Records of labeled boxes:

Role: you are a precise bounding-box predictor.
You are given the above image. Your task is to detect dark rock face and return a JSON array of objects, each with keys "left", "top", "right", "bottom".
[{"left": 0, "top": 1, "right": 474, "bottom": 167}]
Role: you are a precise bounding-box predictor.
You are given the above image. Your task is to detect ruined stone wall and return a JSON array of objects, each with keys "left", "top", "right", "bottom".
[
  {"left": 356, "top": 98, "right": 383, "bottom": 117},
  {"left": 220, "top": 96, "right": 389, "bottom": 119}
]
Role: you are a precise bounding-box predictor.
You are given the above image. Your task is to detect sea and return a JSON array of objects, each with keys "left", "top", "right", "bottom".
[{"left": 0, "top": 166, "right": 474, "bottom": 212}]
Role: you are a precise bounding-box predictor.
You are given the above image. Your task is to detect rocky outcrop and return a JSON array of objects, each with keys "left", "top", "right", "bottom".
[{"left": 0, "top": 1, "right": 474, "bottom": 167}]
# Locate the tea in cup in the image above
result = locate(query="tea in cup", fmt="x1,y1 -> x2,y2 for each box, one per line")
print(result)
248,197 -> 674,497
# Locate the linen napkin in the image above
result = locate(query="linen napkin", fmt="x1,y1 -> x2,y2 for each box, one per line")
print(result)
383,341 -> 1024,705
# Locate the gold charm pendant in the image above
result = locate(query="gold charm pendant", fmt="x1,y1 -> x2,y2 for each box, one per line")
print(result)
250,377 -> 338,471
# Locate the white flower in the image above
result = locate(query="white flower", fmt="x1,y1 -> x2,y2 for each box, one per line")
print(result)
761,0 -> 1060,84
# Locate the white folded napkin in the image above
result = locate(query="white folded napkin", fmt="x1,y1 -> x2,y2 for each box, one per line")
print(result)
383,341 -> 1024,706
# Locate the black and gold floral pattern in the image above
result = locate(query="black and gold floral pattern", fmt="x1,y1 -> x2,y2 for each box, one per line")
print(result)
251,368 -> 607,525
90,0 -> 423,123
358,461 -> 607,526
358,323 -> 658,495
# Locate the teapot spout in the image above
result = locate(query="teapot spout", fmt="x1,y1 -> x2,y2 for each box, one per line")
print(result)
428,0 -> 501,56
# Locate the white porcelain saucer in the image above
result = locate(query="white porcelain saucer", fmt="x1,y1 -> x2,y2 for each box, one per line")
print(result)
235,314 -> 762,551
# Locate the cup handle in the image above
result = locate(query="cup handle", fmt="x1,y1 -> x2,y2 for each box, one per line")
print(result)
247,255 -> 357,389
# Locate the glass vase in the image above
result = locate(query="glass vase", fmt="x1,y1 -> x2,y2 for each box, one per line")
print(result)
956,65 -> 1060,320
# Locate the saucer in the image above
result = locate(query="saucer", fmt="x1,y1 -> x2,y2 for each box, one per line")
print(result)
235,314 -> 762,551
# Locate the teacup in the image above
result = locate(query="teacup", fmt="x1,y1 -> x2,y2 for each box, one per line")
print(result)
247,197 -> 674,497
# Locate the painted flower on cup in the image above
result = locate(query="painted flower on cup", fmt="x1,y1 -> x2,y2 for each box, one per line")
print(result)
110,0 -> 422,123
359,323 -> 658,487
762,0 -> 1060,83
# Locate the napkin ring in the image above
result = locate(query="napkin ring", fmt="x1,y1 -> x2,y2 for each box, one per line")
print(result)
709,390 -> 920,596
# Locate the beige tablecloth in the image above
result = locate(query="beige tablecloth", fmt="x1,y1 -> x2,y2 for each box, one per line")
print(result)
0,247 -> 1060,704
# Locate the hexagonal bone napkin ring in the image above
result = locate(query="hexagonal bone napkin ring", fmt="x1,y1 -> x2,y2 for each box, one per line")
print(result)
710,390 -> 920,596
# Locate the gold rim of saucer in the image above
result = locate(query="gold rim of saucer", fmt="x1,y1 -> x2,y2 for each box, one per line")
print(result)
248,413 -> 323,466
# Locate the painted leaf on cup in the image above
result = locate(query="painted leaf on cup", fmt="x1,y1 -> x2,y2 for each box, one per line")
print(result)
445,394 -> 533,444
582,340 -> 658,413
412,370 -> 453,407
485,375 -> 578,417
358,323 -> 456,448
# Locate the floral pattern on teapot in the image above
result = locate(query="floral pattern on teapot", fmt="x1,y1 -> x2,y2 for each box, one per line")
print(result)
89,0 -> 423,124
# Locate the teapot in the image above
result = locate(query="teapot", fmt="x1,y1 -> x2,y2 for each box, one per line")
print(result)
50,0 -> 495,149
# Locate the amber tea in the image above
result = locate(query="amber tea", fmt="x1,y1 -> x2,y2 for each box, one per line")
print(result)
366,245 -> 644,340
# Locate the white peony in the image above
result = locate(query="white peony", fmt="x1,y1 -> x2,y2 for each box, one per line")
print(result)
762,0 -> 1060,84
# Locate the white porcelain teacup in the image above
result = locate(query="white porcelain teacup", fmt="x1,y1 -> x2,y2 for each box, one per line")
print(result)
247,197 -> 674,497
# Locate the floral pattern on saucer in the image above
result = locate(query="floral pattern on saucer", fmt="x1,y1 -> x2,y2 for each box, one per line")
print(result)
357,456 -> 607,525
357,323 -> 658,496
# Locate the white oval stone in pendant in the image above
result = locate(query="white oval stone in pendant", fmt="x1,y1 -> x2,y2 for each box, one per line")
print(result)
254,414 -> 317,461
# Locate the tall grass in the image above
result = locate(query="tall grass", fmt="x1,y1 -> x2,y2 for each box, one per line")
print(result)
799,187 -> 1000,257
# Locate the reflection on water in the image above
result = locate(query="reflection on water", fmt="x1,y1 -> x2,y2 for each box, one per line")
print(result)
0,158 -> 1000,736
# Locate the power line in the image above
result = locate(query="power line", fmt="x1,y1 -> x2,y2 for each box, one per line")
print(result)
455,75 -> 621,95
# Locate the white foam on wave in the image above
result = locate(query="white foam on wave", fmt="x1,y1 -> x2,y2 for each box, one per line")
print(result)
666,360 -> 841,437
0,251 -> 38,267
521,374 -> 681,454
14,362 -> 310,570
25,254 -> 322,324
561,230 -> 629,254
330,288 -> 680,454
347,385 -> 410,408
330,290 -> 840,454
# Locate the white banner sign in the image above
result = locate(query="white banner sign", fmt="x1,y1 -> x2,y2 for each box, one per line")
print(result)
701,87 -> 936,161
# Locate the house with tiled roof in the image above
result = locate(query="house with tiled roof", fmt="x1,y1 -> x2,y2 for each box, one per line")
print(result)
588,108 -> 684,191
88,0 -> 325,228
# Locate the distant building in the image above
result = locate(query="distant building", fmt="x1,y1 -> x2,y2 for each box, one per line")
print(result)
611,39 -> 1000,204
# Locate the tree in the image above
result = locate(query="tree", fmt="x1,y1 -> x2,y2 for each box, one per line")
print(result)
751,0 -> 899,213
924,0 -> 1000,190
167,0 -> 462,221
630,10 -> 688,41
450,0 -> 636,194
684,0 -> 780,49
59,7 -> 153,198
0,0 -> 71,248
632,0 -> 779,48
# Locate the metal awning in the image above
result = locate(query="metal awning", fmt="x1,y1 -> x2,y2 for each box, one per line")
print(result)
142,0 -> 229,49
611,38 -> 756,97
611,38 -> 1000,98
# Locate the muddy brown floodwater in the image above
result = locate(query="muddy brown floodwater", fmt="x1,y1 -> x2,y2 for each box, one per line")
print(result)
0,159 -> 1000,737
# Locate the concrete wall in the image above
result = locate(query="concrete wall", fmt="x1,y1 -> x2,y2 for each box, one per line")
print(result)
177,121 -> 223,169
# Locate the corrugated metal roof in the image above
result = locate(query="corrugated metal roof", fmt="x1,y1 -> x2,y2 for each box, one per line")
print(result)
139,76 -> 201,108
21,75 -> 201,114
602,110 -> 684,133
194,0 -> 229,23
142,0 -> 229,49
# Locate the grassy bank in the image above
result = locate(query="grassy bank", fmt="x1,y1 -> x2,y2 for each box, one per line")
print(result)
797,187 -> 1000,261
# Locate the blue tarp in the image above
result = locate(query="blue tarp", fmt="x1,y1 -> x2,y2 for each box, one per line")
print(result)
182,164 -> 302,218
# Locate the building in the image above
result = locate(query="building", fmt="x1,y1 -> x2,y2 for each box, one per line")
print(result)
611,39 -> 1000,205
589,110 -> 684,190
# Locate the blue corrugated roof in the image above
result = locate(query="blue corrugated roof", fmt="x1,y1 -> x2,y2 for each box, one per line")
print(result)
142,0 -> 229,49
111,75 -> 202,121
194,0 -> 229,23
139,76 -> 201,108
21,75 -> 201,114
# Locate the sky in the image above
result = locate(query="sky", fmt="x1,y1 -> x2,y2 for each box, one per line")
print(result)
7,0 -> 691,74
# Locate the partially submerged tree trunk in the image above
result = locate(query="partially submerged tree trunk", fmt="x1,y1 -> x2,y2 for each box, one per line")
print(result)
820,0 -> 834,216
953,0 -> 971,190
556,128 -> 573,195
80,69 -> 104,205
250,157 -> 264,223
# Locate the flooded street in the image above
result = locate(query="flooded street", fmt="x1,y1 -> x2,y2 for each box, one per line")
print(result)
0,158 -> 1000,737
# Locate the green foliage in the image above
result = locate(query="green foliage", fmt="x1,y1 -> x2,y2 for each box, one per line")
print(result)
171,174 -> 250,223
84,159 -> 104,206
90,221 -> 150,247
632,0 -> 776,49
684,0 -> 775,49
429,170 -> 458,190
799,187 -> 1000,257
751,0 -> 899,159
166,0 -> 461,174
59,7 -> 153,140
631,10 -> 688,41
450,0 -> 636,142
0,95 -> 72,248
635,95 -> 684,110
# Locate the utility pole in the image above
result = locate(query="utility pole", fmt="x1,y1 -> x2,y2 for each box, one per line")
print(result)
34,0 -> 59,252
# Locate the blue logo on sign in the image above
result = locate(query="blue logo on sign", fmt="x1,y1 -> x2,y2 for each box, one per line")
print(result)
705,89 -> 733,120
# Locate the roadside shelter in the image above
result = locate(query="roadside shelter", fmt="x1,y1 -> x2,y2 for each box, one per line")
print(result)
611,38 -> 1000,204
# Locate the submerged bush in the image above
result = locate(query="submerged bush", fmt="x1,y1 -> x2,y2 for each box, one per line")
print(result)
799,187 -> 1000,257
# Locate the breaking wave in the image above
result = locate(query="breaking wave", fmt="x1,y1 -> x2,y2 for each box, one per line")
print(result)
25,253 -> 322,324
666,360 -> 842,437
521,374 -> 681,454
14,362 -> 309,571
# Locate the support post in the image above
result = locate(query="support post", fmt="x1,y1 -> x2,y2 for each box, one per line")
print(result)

What to work on:
Rewrite the data starting at its first line and ending at the line containing "358,323 -> 658,495", replacing "bounding-box predictor" with "object detector" and leaving everything else unchanged.

Task result:
Role: you are a precise object detector.
You are given the above image. Your task is to detect dark rock face and return a JSON array of objects, each with keys "left", "top", "right", "bottom".
[{"left": 0, "top": 1, "right": 474, "bottom": 167}]
Role: you are a precise object detector.
You are given the above image. Your task is to detect ruined stone wall and return a JSON array of objects, each with keys "left", "top", "right", "bottom".
[
  {"left": 356, "top": 98, "right": 383, "bottom": 117},
  {"left": 220, "top": 96, "right": 389, "bottom": 119}
]
Role: you are a precise object detector.
You are given the above image. Your task is to detect sea and return a JSON array of objects, each with keys "left", "top", "right", "bottom".
[{"left": 0, "top": 166, "right": 474, "bottom": 212}]
Role: you are a precise object detector.
You are given the above image. Your task is to detect rocky outcrop and return a JSON array of objects, each with keys "left", "top", "right", "bottom".
[{"left": 0, "top": 1, "right": 474, "bottom": 167}]
# Locate the tea in cup in the image above
result = locate(query="tea in cup", fmt="x1,y1 -> x2,y2 for each box, one per line")
print(result)
248,197 -> 674,497
# Locate the linen napkin in the image above
result = locate(query="linen napkin", fmt="x1,y1 -> x2,y2 for each box, one per line")
print(result)
383,341 -> 1024,705
# Locate the gold charm pendant in the image above
result = locate(query="gold charm pendant", fmt="x1,y1 -> x2,y2 for each box, one per line")
print(result)
250,377 -> 338,471
# Locate the white flower in the image above
result = locate(query="white flower", fmt="x1,y1 -> x2,y2 for each box, one per line")
print(result)
761,0 -> 1060,84
# Locate the white folded napkin in the image above
result = locate(query="white folded napkin", fmt="x1,y1 -> x2,y2 for each box, one per line")
print(result)
383,341 -> 1024,706
# Locate the black and gold floral pattern in the image above
result = locate(query="black and gold floral pattern", fmt="x1,y1 -> x2,y2 for each box, one per line")
print(result)
251,368 -> 607,525
90,0 -> 423,123
358,461 -> 607,526
358,323 -> 658,495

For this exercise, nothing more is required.